[Brief] Reproduce the data exactly.

[Exercise inputs]
= = = =

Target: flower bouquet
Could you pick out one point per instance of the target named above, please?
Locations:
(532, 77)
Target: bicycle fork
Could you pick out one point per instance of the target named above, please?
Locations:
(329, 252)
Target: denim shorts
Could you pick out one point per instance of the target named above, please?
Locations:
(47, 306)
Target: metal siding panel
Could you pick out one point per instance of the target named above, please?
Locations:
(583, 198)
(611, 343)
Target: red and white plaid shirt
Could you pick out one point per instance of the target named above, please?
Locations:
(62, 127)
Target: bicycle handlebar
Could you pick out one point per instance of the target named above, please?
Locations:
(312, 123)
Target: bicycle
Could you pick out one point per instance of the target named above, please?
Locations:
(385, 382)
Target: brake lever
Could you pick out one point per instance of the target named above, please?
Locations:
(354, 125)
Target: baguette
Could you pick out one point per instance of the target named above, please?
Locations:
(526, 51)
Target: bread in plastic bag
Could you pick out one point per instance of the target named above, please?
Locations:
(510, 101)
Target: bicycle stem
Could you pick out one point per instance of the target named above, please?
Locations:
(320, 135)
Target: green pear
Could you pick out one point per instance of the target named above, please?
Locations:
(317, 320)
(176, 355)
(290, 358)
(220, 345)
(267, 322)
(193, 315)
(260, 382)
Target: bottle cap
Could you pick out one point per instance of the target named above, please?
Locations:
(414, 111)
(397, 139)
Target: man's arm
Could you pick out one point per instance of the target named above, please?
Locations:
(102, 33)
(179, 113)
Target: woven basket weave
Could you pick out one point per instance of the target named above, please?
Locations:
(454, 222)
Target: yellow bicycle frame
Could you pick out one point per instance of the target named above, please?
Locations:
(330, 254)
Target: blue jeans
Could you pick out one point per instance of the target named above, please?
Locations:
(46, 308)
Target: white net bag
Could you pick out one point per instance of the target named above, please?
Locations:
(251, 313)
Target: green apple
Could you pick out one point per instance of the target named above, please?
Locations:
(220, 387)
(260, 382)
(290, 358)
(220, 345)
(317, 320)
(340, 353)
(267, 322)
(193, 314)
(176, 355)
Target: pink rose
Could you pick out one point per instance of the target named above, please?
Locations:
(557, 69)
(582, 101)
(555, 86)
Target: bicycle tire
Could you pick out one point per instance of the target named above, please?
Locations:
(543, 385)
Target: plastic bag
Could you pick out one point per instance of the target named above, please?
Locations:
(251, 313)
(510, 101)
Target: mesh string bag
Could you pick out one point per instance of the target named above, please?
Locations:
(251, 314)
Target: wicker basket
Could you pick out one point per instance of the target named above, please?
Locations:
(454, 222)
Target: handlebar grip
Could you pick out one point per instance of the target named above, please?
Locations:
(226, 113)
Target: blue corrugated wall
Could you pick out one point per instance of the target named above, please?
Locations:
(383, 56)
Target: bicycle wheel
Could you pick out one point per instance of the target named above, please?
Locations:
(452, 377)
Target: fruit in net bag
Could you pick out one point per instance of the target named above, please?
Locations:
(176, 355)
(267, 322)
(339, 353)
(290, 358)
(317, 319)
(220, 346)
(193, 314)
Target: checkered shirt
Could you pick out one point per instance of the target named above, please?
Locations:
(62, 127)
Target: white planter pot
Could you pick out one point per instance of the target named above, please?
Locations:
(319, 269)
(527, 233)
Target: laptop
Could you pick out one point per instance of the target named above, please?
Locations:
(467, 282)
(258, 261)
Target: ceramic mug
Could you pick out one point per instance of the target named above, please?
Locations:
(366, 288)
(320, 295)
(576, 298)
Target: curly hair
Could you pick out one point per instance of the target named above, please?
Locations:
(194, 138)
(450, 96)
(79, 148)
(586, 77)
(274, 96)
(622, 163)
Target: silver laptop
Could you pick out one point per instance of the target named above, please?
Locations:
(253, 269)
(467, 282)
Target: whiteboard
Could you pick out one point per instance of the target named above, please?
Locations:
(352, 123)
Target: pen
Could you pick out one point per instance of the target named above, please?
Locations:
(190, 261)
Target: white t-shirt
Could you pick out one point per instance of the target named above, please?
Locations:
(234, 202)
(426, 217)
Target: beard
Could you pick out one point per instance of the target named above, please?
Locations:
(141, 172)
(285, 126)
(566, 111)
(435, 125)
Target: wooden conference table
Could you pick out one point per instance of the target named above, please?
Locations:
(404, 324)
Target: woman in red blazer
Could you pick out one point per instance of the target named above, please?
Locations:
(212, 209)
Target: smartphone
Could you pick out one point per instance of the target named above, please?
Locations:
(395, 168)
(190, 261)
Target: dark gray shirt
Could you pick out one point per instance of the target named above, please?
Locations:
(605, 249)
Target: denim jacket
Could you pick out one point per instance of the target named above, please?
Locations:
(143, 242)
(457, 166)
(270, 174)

= = = =

[Written response]
Target: flower bouquet
Could you pick out one point per instance of the target named above, please?
Locations:
(532, 77)
Target: bicycle fork
Could you pick out one point per instance of the target named above, please?
Locations:
(329, 252)
Target: denim shorts
Could you pick out one point per instance of the target named above, please?
Locations:
(47, 306)
Target: metal siding panel
Could you pick out one point per instance of the target named above, please?
Locations:
(583, 198)
(611, 343)
Target: red and white plaid shirt
Could you pick out one point per instance of the target named above, please?
Locations:
(62, 127)
Target: bicycle handlebar
Could you pick out one point per instance of the target named above, please?
Locations:
(312, 123)
Target: bicycle
Could you pick out one point per instance of the target named above, please?
Locations:
(385, 382)
Target: brake lever
Could you pick out one point per instance of the target named above, please?
Locations:
(354, 125)
Target: baguette
Could you pick out one point per instance of the target named above, please?
Locations:
(526, 51)
Target: bread in plastic bag
Could you pick out one point per instance of the target named above, please?
Locations:
(510, 101)
Target: bicycle stem
Could you pick out one point per instance of the target named above, please?
Locations:
(320, 135)
Target: green pear
Could you pick out one point per instance of the target named above, please?
Locations:
(317, 320)
(176, 355)
(290, 358)
(220, 345)
(267, 322)
(193, 315)
(260, 382)
Target: bottle cap
Could you pick out one point per instance of the target named above, please?
Locations:
(414, 111)
(397, 139)
Target: man's arm
Could you pick out one point per instance of the target named above, please?
Locations:
(102, 33)
(179, 113)
Target: woven basket weave
Could you pick out one point per instance of the target named above, please?
Locations:
(454, 222)
Target: yellow bicycle frame
Could you pick out one point per instance of the target named above, please?
Locations:
(330, 254)
Target: blue jeans
Could you pick out one point per instance of the target named above, please?
Locations:
(46, 308)
Target: white net bag
Could you pick out one point per instance of the target named above, please?
Locations:
(251, 313)
Target: green apple
Could you pick out one point per instance of the target named above, please?
Locations:
(220, 387)
(260, 382)
(290, 358)
(220, 345)
(317, 320)
(340, 353)
(267, 322)
(193, 314)
(176, 355)
Target: pink rose
Could you pick out one point per instance of the target named above, please?
Locations:
(557, 69)
(582, 101)
(555, 86)
Target: bicycle tire
Could you pick out one point per instance of the target named above, please?
Locations:
(543, 385)
Target: plastic bag
Could you pick out one point per instance of the target named above, please?
Locations:
(251, 313)
(510, 101)
Target: mesh string bag
Could you pick out one point per instance of the target named above, please?
Locations:
(251, 314)
Target: wicker basket
Could you pick out one point per instance of the target named above, please?
Locations:
(454, 222)
Target: handlebar grip
Could you pick out one point per instance of the target named above, please?
Locations:
(226, 113)
Target: blue corrugated wall
Could you pick out one point per instance of the target named above, please?
Locations:
(383, 56)
Target: bicycle wheel
Could you pick out one point per instance of the target named above, please?
Locations:
(452, 377)
Target: fruit in net bag
Could you pick out one point per instance of the target named above, please?
Locations:
(176, 355)
(267, 322)
(339, 353)
(290, 358)
(317, 319)
(220, 346)
(193, 314)
Target: checkered shirt
Could you pick out one point per instance of the target named above, please?
Locations:
(62, 127)
Target: white planter pot
Could you pick out one point per instance of the target named above, please?
Locations:
(319, 269)
(527, 233)
Target: laptop
Could you pick out one point per instance of the target named above, please?
Locations:
(467, 282)
(258, 261)
Target: ceramic mug
Could you pick out one point per instance of the target named above, please?
Locations:
(366, 288)
(320, 295)
(576, 298)
Target: curly hair
Could you pick out one point per instance of the target named above, please?
Locations:
(194, 138)
(450, 96)
(79, 148)
(586, 77)
(274, 96)
(622, 163)
Target: silver laptop
Could you pick out one point per instance of the target named above, please?
Locations:
(253, 269)
(467, 282)
Target: whiteboard
Could you pick out one point per instance of the target named above, please?
Locations:
(352, 123)
Target: pen
Could you pick out one point per instance of the target named above, please?
Locations:
(190, 261)
Target: white t-shirt
Could you pick out one point per instance of the target named above, please?
Locations:
(234, 202)
(426, 217)
Target: beard
Could you pick out one point per instance of the target named above, please?
Locations:
(141, 172)
(285, 126)
(566, 111)
(435, 125)
Target: wooden conference table
Could you pick out one point per instance of the target named above, please?
Locations:
(404, 324)
Target: woman in red blazer
Could you pick out one point per instance of the target named above, please?
Locations:
(212, 209)
Target: smartphone
Could you pick out one point per instance of the target named above, please?
Locations:
(395, 168)
(190, 261)
Target: dark gray shirt
Could you pick out one point per instance of the target named above, please?
Locations:
(605, 249)
Target: denim jacket
Could you pick out one point per instance of the target named above, please?
Locations:
(143, 242)
(457, 166)
(270, 174)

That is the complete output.